▶ **Task goal**: Rewrite every line of the material below, requests included, and offset each x and y coordinate in the answers by adding 44. Leave out the pictures.

▶ **Given data**:
=-=-=-=-=

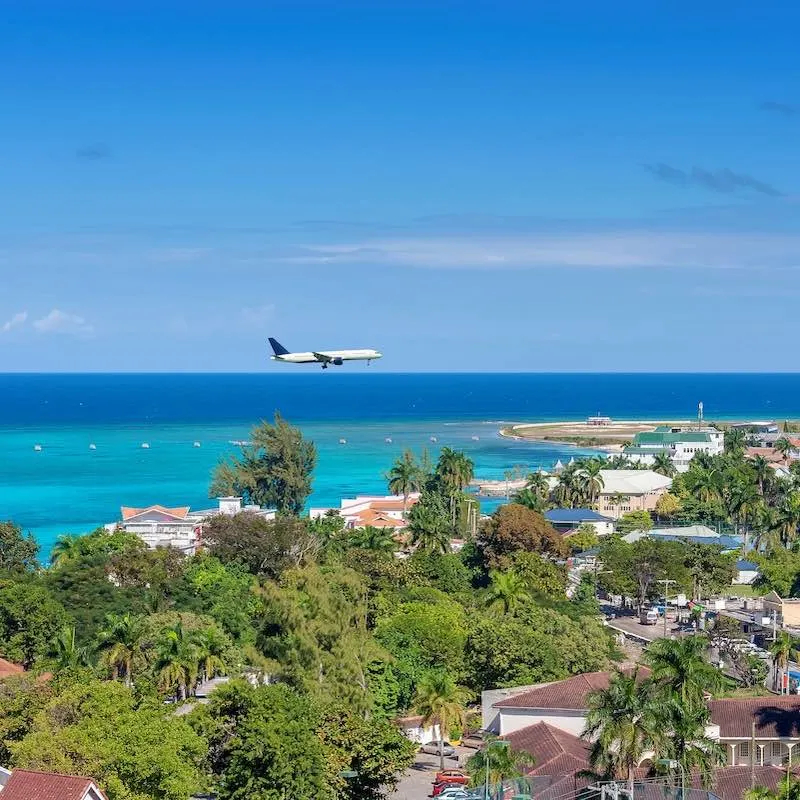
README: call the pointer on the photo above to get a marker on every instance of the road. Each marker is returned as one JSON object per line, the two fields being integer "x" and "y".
{"x": 416, "y": 782}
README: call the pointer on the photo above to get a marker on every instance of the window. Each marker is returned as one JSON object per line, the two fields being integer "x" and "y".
{"x": 744, "y": 750}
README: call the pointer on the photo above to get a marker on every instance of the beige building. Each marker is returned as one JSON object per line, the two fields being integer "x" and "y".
{"x": 626, "y": 490}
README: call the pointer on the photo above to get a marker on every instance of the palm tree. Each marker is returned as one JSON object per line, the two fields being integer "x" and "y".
{"x": 66, "y": 651}
{"x": 662, "y": 464}
{"x": 379, "y": 540}
{"x": 781, "y": 650}
{"x": 498, "y": 762}
{"x": 177, "y": 661}
{"x": 784, "y": 447}
{"x": 66, "y": 548}
{"x": 591, "y": 481}
{"x": 507, "y": 590}
{"x": 119, "y": 641}
{"x": 405, "y": 476}
{"x": 454, "y": 470}
{"x": 441, "y": 702}
{"x": 211, "y": 652}
{"x": 624, "y": 722}
{"x": 679, "y": 665}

=-=-=-=-=

▶ **Finished exercise**:
README: call the pointer on the photo above to get a marker on every instance of the road. Each marker is returned as one JSON object per line, the two fields being integer "x" and "y".
{"x": 460, "y": 826}
README: call the pointer on the photo above to get a marker on every instance of the window. Each marker is returned as one JSON object per line, the two fields being integer "x" and "y".
{"x": 788, "y": 794}
README: call the pointer on the photo above to get a marker on every instance of the beige building. Each marker is returned as one JSON object per line, the two fields being integer "x" and "y".
{"x": 670, "y": 534}
README: call the pointer on the photo above to get a marker on every instance of the palm tree. Each marker is returned as one JSON object per line, the two fields being integer "x" and "y".
{"x": 110, "y": 695}
{"x": 706, "y": 508}
{"x": 423, "y": 584}
{"x": 825, "y": 694}
{"x": 542, "y": 806}
{"x": 221, "y": 705}
{"x": 828, "y": 491}
{"x": 110, "y": 592}
{"x": 635, "y": 525}
{"x": 551, "y": 634}
{"x": 163, "y": 685}
{"x": 449, "y": 520}
{"x": 498, "y": 514}
{"x": 485, "y": 746}
{"x": 255, "y": 696}
{"x": 668, "y": 766}
{"x": 723, "y": 709}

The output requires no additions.